Bildeinträge zu benannten Bereichen:
/---
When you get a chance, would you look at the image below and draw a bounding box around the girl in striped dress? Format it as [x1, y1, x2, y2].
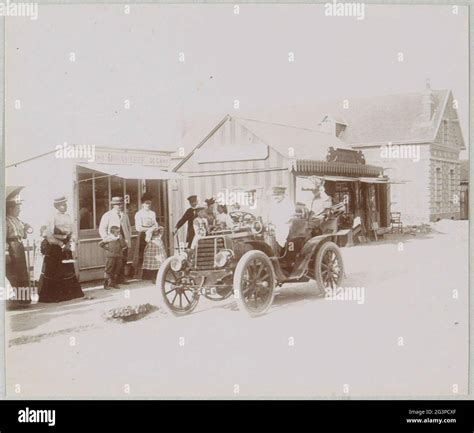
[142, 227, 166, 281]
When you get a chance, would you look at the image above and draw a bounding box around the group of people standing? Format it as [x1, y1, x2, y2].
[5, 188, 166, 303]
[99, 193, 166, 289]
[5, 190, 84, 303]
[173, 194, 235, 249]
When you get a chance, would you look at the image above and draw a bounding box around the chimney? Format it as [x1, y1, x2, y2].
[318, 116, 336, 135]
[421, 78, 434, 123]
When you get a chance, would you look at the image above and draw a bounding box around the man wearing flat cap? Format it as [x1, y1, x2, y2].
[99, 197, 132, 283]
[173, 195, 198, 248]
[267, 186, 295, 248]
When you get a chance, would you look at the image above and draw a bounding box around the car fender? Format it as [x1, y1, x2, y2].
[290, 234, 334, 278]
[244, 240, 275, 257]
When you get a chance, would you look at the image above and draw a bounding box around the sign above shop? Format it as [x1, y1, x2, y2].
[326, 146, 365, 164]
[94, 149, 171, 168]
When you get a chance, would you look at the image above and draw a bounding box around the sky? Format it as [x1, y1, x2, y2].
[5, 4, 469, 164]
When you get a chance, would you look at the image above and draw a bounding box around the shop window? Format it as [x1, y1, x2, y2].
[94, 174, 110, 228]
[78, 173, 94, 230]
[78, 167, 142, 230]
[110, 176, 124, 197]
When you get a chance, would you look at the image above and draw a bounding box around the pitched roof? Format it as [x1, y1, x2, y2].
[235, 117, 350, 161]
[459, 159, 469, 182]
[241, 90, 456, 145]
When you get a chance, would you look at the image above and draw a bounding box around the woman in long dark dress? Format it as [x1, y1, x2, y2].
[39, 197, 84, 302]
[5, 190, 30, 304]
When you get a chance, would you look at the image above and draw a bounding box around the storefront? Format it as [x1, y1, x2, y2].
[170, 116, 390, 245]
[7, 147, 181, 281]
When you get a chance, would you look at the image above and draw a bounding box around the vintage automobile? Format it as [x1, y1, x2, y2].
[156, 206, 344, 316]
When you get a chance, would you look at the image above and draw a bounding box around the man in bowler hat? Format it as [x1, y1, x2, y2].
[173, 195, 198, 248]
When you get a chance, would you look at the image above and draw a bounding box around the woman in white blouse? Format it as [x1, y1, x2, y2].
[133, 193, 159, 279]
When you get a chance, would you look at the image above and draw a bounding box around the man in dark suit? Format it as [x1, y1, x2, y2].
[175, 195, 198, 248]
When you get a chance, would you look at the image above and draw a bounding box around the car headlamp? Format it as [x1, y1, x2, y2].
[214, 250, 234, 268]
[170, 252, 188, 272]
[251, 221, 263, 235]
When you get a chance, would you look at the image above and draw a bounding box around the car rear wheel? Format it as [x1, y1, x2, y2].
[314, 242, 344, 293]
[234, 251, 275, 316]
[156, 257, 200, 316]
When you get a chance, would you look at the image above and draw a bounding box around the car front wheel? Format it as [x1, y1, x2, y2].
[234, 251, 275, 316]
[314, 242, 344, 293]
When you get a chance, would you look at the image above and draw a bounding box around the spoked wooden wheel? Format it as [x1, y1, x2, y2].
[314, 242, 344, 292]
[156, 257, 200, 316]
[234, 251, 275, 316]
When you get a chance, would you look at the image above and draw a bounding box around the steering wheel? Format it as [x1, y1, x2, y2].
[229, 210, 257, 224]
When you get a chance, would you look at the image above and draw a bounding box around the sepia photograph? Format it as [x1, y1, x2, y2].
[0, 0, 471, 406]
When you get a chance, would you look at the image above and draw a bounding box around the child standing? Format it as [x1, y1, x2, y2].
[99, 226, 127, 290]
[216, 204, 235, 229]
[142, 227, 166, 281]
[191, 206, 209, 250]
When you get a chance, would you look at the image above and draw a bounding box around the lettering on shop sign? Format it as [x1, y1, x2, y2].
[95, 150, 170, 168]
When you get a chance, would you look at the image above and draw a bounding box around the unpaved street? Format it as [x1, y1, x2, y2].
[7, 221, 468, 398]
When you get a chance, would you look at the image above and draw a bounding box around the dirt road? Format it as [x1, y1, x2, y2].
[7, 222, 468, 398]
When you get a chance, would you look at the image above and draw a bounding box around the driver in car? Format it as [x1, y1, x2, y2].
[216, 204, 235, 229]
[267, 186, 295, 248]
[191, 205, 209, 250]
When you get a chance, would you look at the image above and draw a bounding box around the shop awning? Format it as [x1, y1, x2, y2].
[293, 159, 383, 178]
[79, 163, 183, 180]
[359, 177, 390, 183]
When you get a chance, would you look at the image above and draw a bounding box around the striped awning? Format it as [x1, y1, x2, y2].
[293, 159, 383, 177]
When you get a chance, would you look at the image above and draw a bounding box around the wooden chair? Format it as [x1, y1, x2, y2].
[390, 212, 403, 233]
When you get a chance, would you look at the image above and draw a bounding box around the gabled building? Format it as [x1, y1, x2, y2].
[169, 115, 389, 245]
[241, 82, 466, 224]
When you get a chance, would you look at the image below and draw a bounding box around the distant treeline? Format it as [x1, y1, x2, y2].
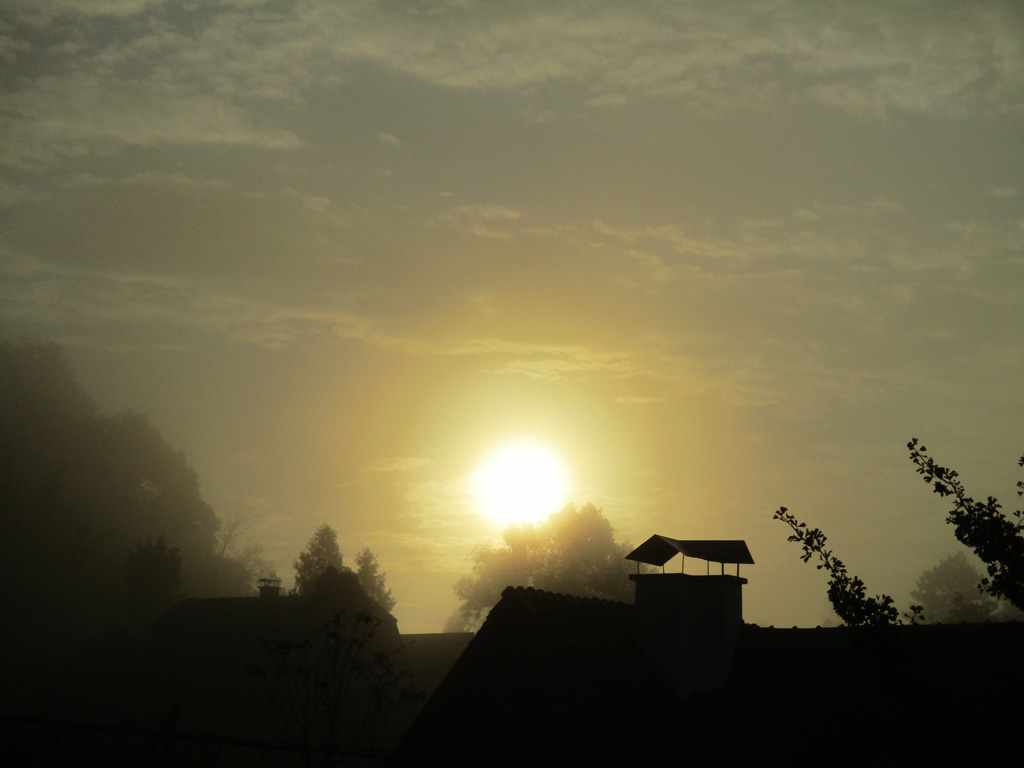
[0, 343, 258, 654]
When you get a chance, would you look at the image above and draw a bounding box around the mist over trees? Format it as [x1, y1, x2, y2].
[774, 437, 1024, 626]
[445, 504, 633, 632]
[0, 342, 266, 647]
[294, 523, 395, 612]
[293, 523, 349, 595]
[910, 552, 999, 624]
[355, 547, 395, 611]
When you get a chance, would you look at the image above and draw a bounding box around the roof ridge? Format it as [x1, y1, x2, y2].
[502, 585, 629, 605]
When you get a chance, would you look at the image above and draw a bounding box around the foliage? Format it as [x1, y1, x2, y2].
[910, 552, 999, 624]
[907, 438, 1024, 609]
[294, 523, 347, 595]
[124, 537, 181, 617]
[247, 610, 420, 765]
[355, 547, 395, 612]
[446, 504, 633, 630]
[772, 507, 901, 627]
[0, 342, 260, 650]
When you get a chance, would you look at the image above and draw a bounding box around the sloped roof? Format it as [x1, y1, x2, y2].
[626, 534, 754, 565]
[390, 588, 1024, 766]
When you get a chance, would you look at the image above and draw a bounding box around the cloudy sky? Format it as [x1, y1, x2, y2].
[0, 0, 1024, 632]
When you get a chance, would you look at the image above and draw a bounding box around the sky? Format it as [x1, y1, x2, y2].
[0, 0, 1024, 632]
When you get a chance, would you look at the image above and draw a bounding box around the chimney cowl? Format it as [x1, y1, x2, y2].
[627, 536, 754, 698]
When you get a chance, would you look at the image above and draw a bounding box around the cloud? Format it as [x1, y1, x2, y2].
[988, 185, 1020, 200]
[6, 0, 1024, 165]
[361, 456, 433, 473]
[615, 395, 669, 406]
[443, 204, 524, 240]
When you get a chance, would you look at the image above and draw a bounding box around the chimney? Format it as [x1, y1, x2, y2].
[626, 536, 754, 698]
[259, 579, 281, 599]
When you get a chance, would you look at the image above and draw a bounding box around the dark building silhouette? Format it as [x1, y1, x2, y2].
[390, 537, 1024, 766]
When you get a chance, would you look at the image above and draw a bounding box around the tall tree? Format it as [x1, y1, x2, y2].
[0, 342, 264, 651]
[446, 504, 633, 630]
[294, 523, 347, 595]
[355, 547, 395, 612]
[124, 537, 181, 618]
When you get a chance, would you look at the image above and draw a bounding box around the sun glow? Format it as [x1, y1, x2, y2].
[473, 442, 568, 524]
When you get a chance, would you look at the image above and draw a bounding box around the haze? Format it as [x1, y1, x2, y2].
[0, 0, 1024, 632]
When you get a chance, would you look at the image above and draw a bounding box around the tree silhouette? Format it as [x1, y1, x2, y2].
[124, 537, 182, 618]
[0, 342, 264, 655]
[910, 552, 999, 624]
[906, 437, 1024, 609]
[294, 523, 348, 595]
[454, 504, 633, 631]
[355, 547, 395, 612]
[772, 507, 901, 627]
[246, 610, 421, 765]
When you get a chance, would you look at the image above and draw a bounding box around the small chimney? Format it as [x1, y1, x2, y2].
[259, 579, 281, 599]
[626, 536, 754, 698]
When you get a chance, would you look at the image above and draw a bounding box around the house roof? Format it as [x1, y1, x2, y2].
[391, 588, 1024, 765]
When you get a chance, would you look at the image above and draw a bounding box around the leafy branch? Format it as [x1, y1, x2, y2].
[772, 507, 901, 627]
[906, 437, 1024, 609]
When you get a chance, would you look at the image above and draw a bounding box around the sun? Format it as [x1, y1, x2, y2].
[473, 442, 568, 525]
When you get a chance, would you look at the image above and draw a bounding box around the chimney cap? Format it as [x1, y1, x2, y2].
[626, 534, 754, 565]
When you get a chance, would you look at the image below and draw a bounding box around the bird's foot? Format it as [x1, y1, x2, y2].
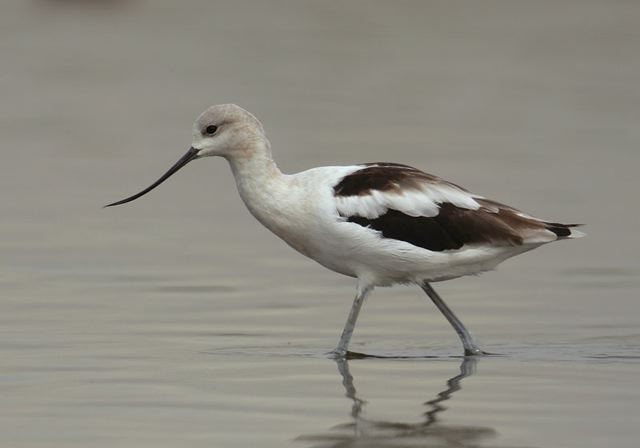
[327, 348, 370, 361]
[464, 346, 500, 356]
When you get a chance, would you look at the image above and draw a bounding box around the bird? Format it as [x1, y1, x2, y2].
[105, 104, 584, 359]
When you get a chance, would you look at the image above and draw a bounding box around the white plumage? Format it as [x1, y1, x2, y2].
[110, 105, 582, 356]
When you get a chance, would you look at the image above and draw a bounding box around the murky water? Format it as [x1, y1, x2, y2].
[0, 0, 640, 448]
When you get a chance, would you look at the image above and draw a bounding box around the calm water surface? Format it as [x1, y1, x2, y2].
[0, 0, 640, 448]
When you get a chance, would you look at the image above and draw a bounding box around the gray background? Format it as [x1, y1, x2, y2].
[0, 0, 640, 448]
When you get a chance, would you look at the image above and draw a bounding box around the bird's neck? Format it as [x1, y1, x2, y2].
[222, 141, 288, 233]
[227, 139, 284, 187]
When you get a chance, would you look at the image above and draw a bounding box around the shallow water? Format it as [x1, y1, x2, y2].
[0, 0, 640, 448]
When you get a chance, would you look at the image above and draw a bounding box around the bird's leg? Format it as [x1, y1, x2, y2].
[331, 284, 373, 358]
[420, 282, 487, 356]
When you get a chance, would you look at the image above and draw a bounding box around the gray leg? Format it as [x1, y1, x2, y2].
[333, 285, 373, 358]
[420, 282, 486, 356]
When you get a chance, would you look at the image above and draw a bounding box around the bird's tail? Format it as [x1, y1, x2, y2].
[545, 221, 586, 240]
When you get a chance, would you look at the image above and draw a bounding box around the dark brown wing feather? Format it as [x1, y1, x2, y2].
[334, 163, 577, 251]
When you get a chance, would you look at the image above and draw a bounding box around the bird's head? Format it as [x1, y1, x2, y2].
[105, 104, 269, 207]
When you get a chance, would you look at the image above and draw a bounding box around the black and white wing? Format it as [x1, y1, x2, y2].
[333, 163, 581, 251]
\---
Zu erledigende Aufgabe:
Kannst du aus den Datensätzen oben jede Zeile herausfiltern, die das Wort „sign“ enthält? Achte dabei auf Groß- und Kleinschreibung.

Gelöste Aufgabe:
When you get a chance, would you look at the image above and draw a bounding box around the sign above shop? Format it as [x1, y1, x2, y2].
When you get a chance, would you look at the image above and draw a bounding box around the lettering on shop sign? Format it as [x1, y1, x2, y2].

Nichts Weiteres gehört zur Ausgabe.